WHAT IS BEING ASKED. Exactly repeat all the records below, omitting the images they hold.

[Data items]
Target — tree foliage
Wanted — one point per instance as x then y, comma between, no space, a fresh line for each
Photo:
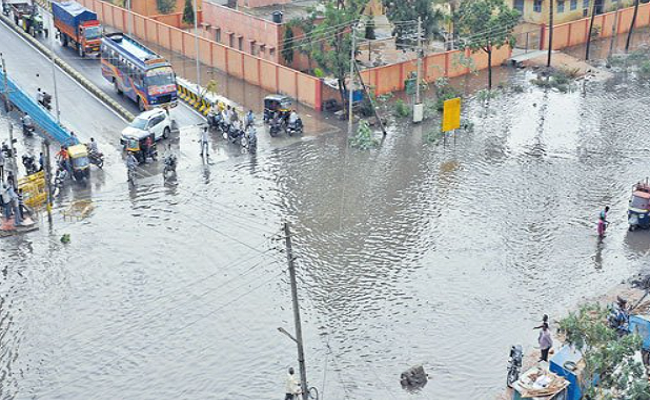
166,6
188,12
331,40
485,25
288,44
606,356
404,14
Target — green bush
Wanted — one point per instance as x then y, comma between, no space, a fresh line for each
363,138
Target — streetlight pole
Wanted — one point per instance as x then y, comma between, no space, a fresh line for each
296,314
351,84
196,46
56,92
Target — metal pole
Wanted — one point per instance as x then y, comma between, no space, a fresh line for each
129,16
14,165
351,85
296,313
419,71
196,45
56,92
48,178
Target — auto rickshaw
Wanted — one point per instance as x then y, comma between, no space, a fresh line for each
137,144
79,163
638,213
276,102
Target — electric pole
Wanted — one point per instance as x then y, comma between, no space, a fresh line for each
296,313
48,178
417,107
56,92
419,70
196,47
351,84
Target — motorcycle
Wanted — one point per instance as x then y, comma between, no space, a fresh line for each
30,164
294,128
28,126
514,364
169,170
275,127
46,101
96,158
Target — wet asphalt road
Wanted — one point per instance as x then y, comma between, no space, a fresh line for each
416,252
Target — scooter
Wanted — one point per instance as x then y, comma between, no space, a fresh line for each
30,164
46,101
28,126
295,128
170,167
514,364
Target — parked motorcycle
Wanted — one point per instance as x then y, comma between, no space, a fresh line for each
30,164
295,128
514,364
169,171
46,101
28,125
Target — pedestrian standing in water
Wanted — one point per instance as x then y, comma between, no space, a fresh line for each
602,222
292,388
2,165
545,341
204,142
544,321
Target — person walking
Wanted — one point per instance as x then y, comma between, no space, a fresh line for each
6,202
2,165
292,388
204,142
545,341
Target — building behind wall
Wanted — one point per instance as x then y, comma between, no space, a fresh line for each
536,11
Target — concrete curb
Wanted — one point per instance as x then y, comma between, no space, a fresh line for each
97,92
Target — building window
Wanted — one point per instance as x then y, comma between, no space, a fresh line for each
519,6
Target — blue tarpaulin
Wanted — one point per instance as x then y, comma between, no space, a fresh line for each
41,116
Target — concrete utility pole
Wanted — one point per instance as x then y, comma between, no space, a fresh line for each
296,313
56,92
417,107
128,6
48,178
351,84
196,46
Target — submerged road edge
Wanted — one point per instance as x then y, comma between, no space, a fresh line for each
74,74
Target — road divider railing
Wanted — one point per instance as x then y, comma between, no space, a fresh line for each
201,100
97,92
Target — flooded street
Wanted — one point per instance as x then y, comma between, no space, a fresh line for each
443,254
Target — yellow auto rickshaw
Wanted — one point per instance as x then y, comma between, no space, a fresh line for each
79,163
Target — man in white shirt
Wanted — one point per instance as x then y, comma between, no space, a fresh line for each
292,388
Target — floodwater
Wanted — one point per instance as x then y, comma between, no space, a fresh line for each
442,254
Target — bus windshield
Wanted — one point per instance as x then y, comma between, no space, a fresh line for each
92,32
162,76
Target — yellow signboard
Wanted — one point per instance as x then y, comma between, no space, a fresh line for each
451,115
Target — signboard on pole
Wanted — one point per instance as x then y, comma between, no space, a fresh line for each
451,115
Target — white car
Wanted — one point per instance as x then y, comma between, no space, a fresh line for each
155,121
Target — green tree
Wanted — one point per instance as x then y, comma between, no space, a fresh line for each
188,12
288,44
331,40
606,356
405,14
485,25
165,6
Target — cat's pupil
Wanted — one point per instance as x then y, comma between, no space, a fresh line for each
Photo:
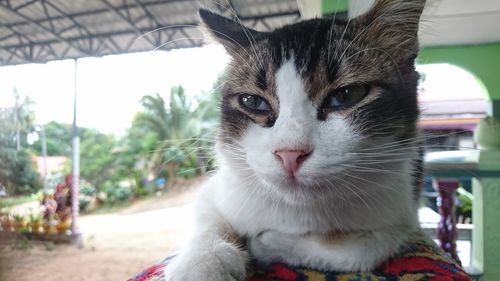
254,103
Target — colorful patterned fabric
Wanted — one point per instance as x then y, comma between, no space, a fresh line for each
419,260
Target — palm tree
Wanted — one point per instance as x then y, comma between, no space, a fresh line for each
176,125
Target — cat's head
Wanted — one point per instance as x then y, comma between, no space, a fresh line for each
311,102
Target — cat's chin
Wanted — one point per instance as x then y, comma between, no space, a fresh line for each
295,190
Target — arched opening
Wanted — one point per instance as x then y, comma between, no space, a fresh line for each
452,102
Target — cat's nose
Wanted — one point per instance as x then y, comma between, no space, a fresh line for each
292,159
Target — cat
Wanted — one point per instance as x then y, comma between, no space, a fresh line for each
316,146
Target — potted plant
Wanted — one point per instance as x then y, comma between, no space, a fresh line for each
7,222
64,221
19,222
35,223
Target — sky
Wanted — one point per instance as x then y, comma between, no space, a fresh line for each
109,88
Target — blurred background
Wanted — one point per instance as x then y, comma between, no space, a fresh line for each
108,110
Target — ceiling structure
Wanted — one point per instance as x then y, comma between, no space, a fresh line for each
34,31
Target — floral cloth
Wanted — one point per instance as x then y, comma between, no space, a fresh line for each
419,260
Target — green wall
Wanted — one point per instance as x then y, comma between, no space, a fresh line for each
483,61
333,6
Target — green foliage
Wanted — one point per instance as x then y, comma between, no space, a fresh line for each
97,160
180,127
58,137
17,173
117,194
87,189
465,198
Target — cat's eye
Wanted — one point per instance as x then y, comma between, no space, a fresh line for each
254,103
346,96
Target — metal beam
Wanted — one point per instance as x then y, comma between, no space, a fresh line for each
125,19
77,24
30,21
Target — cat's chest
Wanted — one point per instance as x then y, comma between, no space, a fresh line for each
250,214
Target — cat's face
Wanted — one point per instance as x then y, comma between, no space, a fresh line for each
310,103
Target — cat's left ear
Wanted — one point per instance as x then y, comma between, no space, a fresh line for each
393,25
233,35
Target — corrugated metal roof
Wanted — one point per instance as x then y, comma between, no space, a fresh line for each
45,30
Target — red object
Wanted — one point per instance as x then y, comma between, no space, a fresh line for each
419,260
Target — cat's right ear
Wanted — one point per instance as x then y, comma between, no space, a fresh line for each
233,35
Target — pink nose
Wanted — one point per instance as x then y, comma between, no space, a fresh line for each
292,159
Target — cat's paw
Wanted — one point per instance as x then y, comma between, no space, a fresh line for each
222,262
272,246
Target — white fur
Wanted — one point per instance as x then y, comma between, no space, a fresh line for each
283,220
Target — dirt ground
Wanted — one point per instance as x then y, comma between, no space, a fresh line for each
116,246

REPLY TO THE EXERCISE.
Target — tree foliage
Wanted — one point per instance as x then y, comma between, no space, a fresh line for each
Photo:
166,6
188,12
331,40
485,25
288,44
606,356
404,14
Target — green bush
Wanted — one point per instance as x then y, comma between, no space, a fresh line for each
363,138
Target — streetlight pole
Wanted — one point per instance as x then y, comma between, no space, a fresh line for each
296,314
351,84
196,46
56,92
Target — metal pole
Wanted — one point per instance as x then y, comma between, no space, a fresh line for each
129,16
14,165
351,85
296,313
419,71
196,45
56,92
48,178
Target — auto rickshaw
Wanted — one point per instance as x then y, comma between, no space, a fresh line for each
137,144
79,163
638,213
276,102
Target — electric pole
Wanted — one point per instance as x then y, comma between, no space, a fresh line for each
296,313
48,178
417,107
56,92
419,70
196,47
351,84
Target — motorcycle
Wanted — one point per instance as x then y, comma between, no space, a fresh line for each
30,164
294,128
28,126
514,364
169,170
275,127
46,101
96,158
Target — wet asphalt road
Wanted — one point per instance as x then y, comma between, no space, a fresh line for each
416,252
Target — scooter
Wanted — one point per instance as x then y, comma between, no space, a fresh line for each
30,164
46,101
28,126
295,128
170,167
514,364
Target — parked motorcycle
Wanted — one point per instance as x then y, comma between, no space, a fresh line for each
30,164
295,128
514,364
169,171
46,101
28,125
Target — pedestrian standing in water
Wanted — one point per instance as x then y, comma between, no space, a fresh line for each
602,222
292,388
2,165
545,341
204,142
544,321
Target — person walking
Wanted — one point per instance as x then y, comma between, no space, a fresh line for each
6,202
2,165
292,388
204,142
545,341
Target — building behind wall
Wanted — one point per instance as x then y, comma between, no space, a fresh line for each
536,11
Target — concrete curb
Wanted — one point per instance as x then y, comma between, no space, a fresh line for each
97,92
Target — building window
Wanted — one point per instance as x then y, comma between, no space, a fresh line for each
519,6
Target — blue tarpaulin
Wanted — one point per instance as x then y, comma between, no space, a fresh line for each
41,116
Target — concrete utility pole
Wanted — one point per instance as x then y, comma between, no space, a fresh line for each
296,313
56,92
417,107
128,6
48,178
351,84
196,46
Target — submerged road edge
Wanted — one point per instance as x then y, comma between, no space, a fresh line for each
74,74
Target — road divider railing
Wanted — one point per instance as x then y, comma between, no space, a fresh line for each
201,100
97,92
Target — flooded street
Wanted — one point per instance as x then y, comma between, no space, a fresh line for each
443,254
Target — yellow auto rickshaw
Wanted — one point per instance as x then y, comma between, no space, a fresh line for each
79,163
Target — man in white shirt
Wanted — one point per instance as x then y, comma between, no space, a fresh line for each
292,388
Target — floodwater
Wanted — one point per instance as x then y, comma between, no space, a fresh line for each
442,254
Target — bus windshield
Wanted — one point per instance as x then y, comma between, no space, a fresh line for each
92,32
162,76
Target — yellow signboard
Wanted — one point per instance as x then y, comma between, no space, a fresh line for each
451,115
Target — signboard on pole
Wanted — one point per instance as x then y, comma between, no space, a fresh line for each
451,115
Target — white car
Wanted — one point per instance as x then y, comma between, no space, a fresh line for each
155,121
Target — green tree
Wanted — one point per instance as x then y, comma between, no space, a fresh line for each
188,12
288,44
331,40
606,356
405,14
485,25
165,6
Target — cat's pupil
Wanted — one point per instance as x then y, comma between, no space, a fresh line for each
Photo:
254,103
Target — colorful patterned fabric
Wanted — one point per instance as x then y, comma between, no space, a fresh line for each
419,260
Target — palm tree
Wanted — one point per instance as x then y, comma between, no space, a fresh line for each
176,125
Target — cat's head
Wanted — one point per instance as x then y, comma between, no space, a fresh line for each
311,102
Target — cat's chin
Wanted — one point per instance as x then y, comma between, no space, a fresh line for each
295,190
Target — arched opening
Wanted — one point per instance as x then y, comma between, no space, a fresh line for each
452,102
Target — cat's nose
Wanted — one point per instance as x then y, comma between, no space, a fresh line for each
292,159
Target — cat
Wanted — one point per instance as x then y, comma between, no space, a fresh line for each
316,146
Target — potted plant
Wanted — one point per instance as x then y, comma between, no space, a fresh line for each
7,222
64,221
19,222
35,223
Target — sky
Wanted — one point per instance as x then y, comma between, no space, a fresh line for each
109,88
Target — blurred background
Wanted — one point per instance as x then y, comma between, no space, a fresh line for each
108,110
Target — ceiling structure
Wanted — one point per instance as x then y, comma between, no space, a fresh line for each
34,31
Target — floral cloth
Wanted — one point per instance as x then y, comma between, no space, a fresh line for each
419,260
Target — green wall
Wanted — one point per instance as x then y, comma between, no space, a fresh line for each
483,61
333,6
Target — green foliage
Wanted — one point per instance as x then y, comma between, no space, a fresh line for each
97,160
180,127
58,137
17,173
117,194
87,189
465,198
Target — cat's eye
Wanted — one point per instance as x then y, comma between, no space, a fresh line for each
254,103
346,96
Target — metal beam
Wanted — one point per instance as x then y, comma between, no space, a fresh line for each
125,19
77,24
30,21
Target — cat's chest
Wanted — one point per instance as x then y, comma between, no space, a fresh line for each
250,214
Target — cat's face
Wanted — one point per instance as x then y, comma between, no space, a fresh line for each
310,103
Target — cat's left ear
Wanted — one point per instance as x then y, comma between, no space, a fresh line for each
393,25
233,35
Target — corrugated metal roof
Wanted — one point per instance as x then y, comma between, no space, a fresh line for each
45,30
Target — red object
Wanted — one point per instance as x then y, comma between, no space, a fresh line for each
419,260
Target — cat's right ear
Wanted — one point per instance as x then y, comma between, no space, a fresh line for each
233,35
Target — pink nose
Wanted — one point per instance as x then y, comma between, no space, a fresh line for each
292,159
Target — cat's paw
Wanted — one point per instance as x then y, comma between, no space, a fresh line for each
222,262
272,246
Target — white fur
Wanted — one point per instance as x then y, comma between, no space, a fresh line for each
283,220
Target — dirt ground
Wanted — one point per instance as x then y, comma between, no space, a fresh line for each
116,246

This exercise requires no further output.